━━ DATA FOR THIS TASK ━━

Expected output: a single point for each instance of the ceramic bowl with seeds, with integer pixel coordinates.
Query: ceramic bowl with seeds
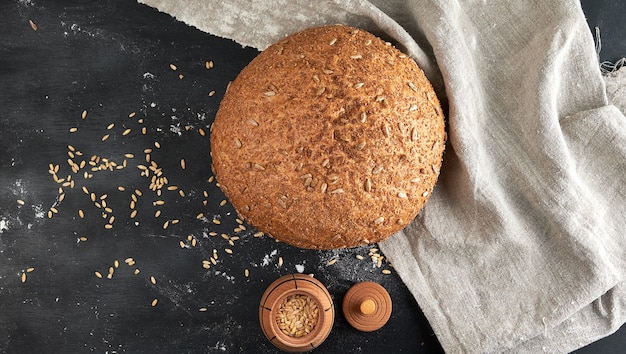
(329, 138)
(296, 313)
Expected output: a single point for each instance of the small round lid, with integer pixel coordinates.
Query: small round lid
(367, 306)
(296, 313)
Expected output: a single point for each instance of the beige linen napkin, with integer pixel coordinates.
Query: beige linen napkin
(521, 246)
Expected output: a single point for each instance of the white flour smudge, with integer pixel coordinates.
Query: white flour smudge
(268, 258)
(4, 225)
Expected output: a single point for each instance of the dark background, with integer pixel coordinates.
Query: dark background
(112, 58)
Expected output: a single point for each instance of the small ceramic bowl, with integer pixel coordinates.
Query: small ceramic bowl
(296, 313)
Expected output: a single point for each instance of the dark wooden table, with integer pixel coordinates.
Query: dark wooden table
(109, 242)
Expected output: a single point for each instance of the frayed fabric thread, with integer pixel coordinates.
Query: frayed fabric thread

━━━

* [WHAT THE TASK ASKS]: Nothing in the entries should change as you copy them, except that the pictures are left out.

* [SOLUTION]:
Expected output: a single point for each instance of the ceramic bowl with seeds, with integer pixel coordinates.
Query: ceramic bowl with seeds
(329, 138)
(296, 313)
Expected output: a single point for each instance of the small round lid, with integer pixel coordinates.
Query: small round lid
(367, 306)
(296, 313)
Expected output: a single point for each instance of the beige linen napkin, with integer pixel coordinates.
Query: beige linen napkin
(521, 246)
Expected output: a single point for each instance of the white flour smudge, with integer pixel coordinates.
Query: white flour smudge
(268, 258)
(4, 225)
Expected output: a single point for each instance of the dark background, with integer pixel coordinates.
Query: dark background
(112, 58)
Expected output: a single point for each instance of the small ceramic bowl, with integer pixel coordinates.
Query: small ceramic bowl
(296, 313)
Expected output: a single point for each instance of the dark wooden table, with integer pixel coordinates.
Query: dark wooden table
(109, 242)
Expected output: a single point for each instance of the frayed fabric thread, with integer pixel coordinates.
Query: frayed fabric thread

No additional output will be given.